» **WORK REQUEST**
An exact transcription of the listing, without its images, is what the answer must contain.

··· INFORMATION PROVIDED

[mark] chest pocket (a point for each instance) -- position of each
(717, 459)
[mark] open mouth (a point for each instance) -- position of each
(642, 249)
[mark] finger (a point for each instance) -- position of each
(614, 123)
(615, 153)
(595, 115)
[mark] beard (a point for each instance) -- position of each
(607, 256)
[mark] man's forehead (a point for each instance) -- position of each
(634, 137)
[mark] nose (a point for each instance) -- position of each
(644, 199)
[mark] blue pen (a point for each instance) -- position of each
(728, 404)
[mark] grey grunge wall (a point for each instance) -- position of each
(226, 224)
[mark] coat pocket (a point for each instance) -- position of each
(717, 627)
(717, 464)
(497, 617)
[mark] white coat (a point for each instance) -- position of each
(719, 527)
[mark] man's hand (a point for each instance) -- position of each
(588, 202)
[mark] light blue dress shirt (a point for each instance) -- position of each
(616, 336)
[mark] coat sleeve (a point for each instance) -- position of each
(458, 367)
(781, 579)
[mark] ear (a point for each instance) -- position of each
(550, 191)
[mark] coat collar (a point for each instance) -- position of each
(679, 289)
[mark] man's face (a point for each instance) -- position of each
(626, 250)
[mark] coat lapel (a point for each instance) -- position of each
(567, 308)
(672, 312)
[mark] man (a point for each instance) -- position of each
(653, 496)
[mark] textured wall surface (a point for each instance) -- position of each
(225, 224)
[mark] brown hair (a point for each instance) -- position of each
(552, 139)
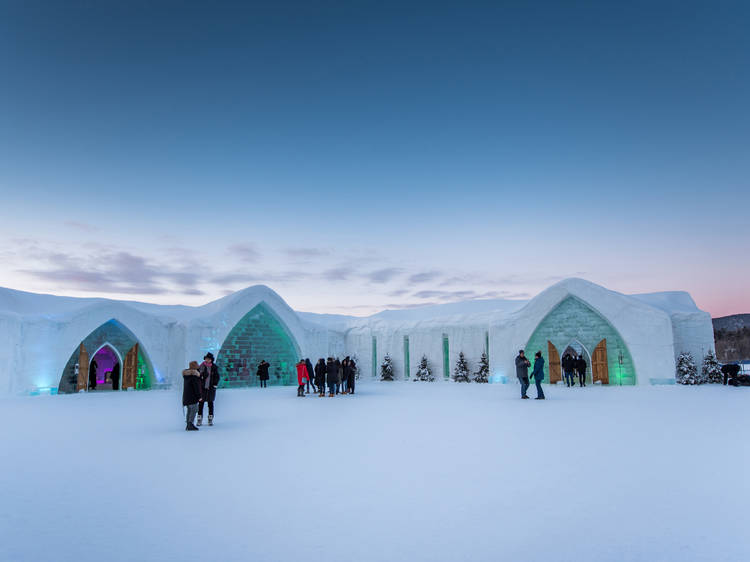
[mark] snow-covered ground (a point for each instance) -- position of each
(400, 471)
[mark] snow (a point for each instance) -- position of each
(399, 471)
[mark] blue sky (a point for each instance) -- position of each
(358, 155)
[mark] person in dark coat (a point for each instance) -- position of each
(352, 373)
(115, 375)
(581, 368)
(568, 365)
(263, 373)
(191, 393)
(92, 374)
(310, 375)
(538, 375)
(332, 376)
(209, 383)
(522, 372)
(320, 376)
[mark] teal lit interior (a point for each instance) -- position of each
(260, 334)
(117, 336)
(573, 320)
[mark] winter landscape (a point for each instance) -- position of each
(397, 471)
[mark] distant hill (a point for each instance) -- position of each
(732, 336)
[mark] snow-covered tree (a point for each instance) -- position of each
(461, 372)
(424, 372)
(386, 368)
(711, 372)
(483, 373)
(686, 370)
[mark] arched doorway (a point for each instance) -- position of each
(111, 338)
(571, 323)
(260, 334)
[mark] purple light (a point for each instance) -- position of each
(105, 359)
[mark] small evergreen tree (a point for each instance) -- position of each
(461, 372)
(386, 368)
(711, 372)
(483, 373)
(686, 370)
(424, 373)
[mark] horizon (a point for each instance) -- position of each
(367, 156)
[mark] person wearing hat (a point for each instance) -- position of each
(209, 382)
(191, 393)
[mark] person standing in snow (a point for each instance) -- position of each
(320, 376)
(522, 372)
(568, 365)
(301, 377)
(263, 373)
(191, 393)
(92, 374)
(310, 380)
(351, 376)
(538, 375)
(332, 376)
(581, 368)
(209, 383)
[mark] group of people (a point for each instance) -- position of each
(339, 375)
(572, 365)
(199, 388)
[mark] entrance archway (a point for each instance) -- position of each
(134, 365)
(260, 334)
(572, 320)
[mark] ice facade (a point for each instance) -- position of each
(626, 339)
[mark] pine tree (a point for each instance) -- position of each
(711, 372)
(424, 373)
(686, 370)
(461, 372)
(483, 373)
(386, 368)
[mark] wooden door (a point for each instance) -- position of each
(553, 357)
(599, 366)
(130, 368)
(83, 369)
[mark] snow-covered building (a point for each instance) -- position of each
(51, 343)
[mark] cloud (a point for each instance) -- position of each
(424, 277)
(383, 275)
(245, 252)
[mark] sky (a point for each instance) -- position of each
(356, 156)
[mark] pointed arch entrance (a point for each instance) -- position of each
(129, 364)
(573, 321)
(260, 334)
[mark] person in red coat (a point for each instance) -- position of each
(302, 377)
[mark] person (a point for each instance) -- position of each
(263, 373)
(352, 375)
(340, 371)
(310, 373)
(92, 374)
(568, 365)
(191, 393)
(115, 376)
(581, 368)
(345, 376)
(301, 377)
(538, 374)
(320, 376)
(332, 376)
(209, 382)
(522, 372)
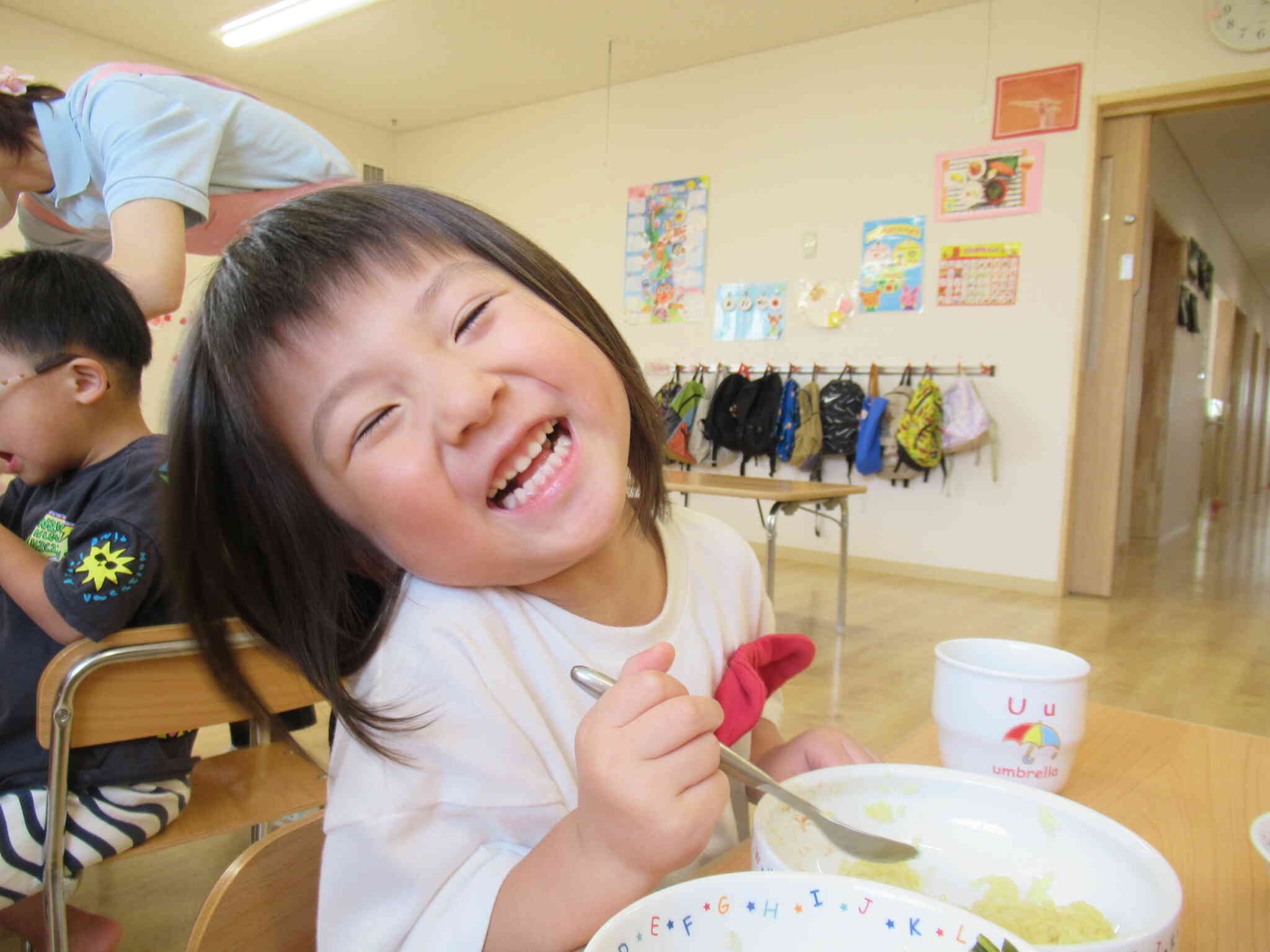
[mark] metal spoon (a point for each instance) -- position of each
(866, 845)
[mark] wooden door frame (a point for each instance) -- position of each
(1095, 462)
(1160, 320)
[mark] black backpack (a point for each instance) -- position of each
(758, 409)
(722, 427)
(841, 405)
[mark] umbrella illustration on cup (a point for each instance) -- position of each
(985, 689)
(1034, 735)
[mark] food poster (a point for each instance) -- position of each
(890, 271)
(666, 252)
(751, 311)
(980, 275)
(982, 183)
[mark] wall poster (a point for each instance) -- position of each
(1038, 102)
(980, 275)
(982, 183)
(666, 252)
(751, 311)
(890, 268)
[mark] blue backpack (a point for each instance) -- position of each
(790, 420)
(869, 442)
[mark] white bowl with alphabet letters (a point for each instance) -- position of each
(783, 912)
(968, 827)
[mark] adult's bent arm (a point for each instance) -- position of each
(8, 206)
(149, 253)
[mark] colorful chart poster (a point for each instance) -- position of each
(890, 271)
(751, 311)
(666, 252)
(982, 183)
(980, 275)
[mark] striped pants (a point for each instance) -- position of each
(99, 823)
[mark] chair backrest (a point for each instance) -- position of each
(153, 696)
(269, 896)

······

» **RESPONSE**
[mark] chest pocket (a point for each instance) -- position of each
(717, 459)
[mark] open mouth (a point for each instance) -- position of each
(642, 249)
[mark] finger (a point for each instance) -- position of each
(614, 123)
(615, 153)
(595, 115)
[mark] beard (a point for each instance) -- position of each
(607, 256)
[mark] man's forehead (a point for each instance) -- position of each
(634, 137)
[mark] nose (a point for each instance) -- position of each
(644, 199)
[mark] blue pen (a point for each instance) -- position of each
(728, 404)
[mark] grey grunge wall (a point for each instance) -- position of each
(226, 224)
[mark] coat pocket (a point for each instance) -- position of each
(717, 627)
(717, 464)
(497, 617)
[mark] white coat (a point for each instance) -- position of each
(719, 527)
[mark] man's hand (a point for each instance) -- position of each
(588, 202)
[mark] light blue dress shirt (a point for each instance) -- position of each
(616, 336)
[mark] coat sleeve (a point for each instance) -- position of each
(458, 367)
(781, 579)
[mark] ear (a point for each instance) -- position of each
(550, 191)
[mark] coat collar (a point for each instance) -- position of each
(679, 289)
[mark] man's face (a point for each instance) -- position of each
(626, 250)
[mark] coat lapel (a point for each instance) -- position of each
(567, 308)
(672, 312)
[mark] man (a point for each instance) -- position of each
(653, 496)
[mark] textured wall surface (a point for each instance) -- position of each
(225, 224)
[mark] brown hair (a point for each instance) -- position of each
(552, 139)
[mark] snow-covered ground (a point for each instance) -- position of each
(400, 471)
[mark] snow (a point for each instance) -- position of each
(399, 471)
[mark] blue sky (a point for each instance) -- position of each
(358, 155)
[mark] person in dark coat (a point for each instance) -- position of each
(352, 373)
(115, 375)
(581, 368)
(568, 365)
(263, 373)
(191, 393)
(92, 374)
(310, 375)
(538, 375)
(332, 376)
(209, 383)
(522, 372)
(320, 376)
[mark] teal lit interior (a point for each instance) -- position of each
(260, 334)
(117, 336)
(573, 320)
[mark] winter landscape (a point for each instance) -- position of each
(397, 471)
[mark] distant hill (a point for each instance) -- position of each
(732, 336)
[mark] snow-covered tree (a point for each instance) -- position of each
(461, 372)
(424, 372)
(386, 368)
(711, 372)
(483, 373)
(686, 370)
[mark] arched doorway (a point for each instance) -- position of each
(111, 338)
(571, 323)
(260, 334)
[mark] purple light (a point for each instance) -- position of each
(105, 359)
[mark] small evergreen tree (a point for each instance) -- position of each
(461, 372)
(386, 368)
(711, 372)
(483, 373)
(686, 370)
(424, 373)
[mark] horizon (a point for each instance) -- position of each
(367, 156)
[mark] person wearing hat (a point for each instance) -- position of each
(209, 382)
(191, 393)
[mark] person standing in snow (a point for each instance) -- position of each
(320, 376)
(522, 372)
(568, 365)
(301, 377)
(263, 373)
(191, 393)
(92, 374)
(310, 380)
(351, 376)
(538, 375)
(332, 376)
(581, 368)
(209, 383)
[mark] group of people (a point for each instance) -- position of each
(339, 375)
(572, 365)
(199, 388)
[mark] entrance archway (a point for each instance) -- position of each
(134, 365)
(260, 334)
(572, 320)
[mark] ice facade (a point for each instance) -- position of each
(626, 339)
[mark] pine tree (a point for each instance) -- position of each
(711, 372)
(424, 373)
(686, 370)
(461, 372)
(483, 373)
(386, 368)
[mark] wooden door (a point for each instance) -- position of each
(553, 357)
(599, 366)
(130, 368)
(83, 369)
[mark] snow-covered building (a point for each instance) -- position of each
(51, 343)
[mark] cloud (a point for each instance) -- position of each
(424, 277)
(383, 275)
(245, 252)
[mark] sky (a point for each instance) -- position of each
(356, 156)
[mark] pointed arch entrance (a point for each instance) -- position of each
(129, 364)
(573, 321)
(260, 334)
[mark] person in red coat (a point for each instance) -- position of each
(302, 377)
[mark] person (a point for each instance) -- position of each
(263, 373)
(352, 375)
(340, 371)
(310, 373)
(92, 374)
(568, 365)
(191, 393)
(115, 376)
(581, 368)
(345, 376)
(301, 377)
(538, 374)
(320, 376)
(332, 376)
(209, 382)
(522, 372)
[mark] metal spoon (a point for each instance) -- position of each
(866, 845)
[mark] wooden door frame (a point for each instance) -- position of each
(1095, 462)
(1160, 320)
[mark] black backpack (a point for each instance) -- position of each
(758, 409)
(722, 427)
(841, 405)
[mark] umbrella illustration on cup (a point for each instance) -- position of each
(985, 689)
(1034, 735)
[mark] food poster (a point for each instance) -- position of each
(890, 271)
(666, 252)
(751, 311)
(980, 275)
(982, 183)
[mark] wall poster (a point for each instance) -- position of each
(1038, 102)
(980, 275)
(982, 183)
(666, 252)
(751, 311)
(890, 268)
[mark] blue backpack (a point for each instance) -- position of each
(790, 420)
(869, 442)
[mark] white bowl with alphabet letters (a point for each instance) -- position of each
(783, 912)
(968, 827)
[mark] adult's bent arm (a point for each instance) -- position of each
(8, 206)
(149, 253)
[mark] colorful chart poster (a point for each instance) -- position of each
(890, 271)
(751, 311)
(666, 252)
(982, 183)
(980, 275)
[mark] striped pants (a point for each instance) -- position of each
(99, 823)
[mark] chair backrest (a point for each instance) -- position of each
(153, 696)
(269, 896)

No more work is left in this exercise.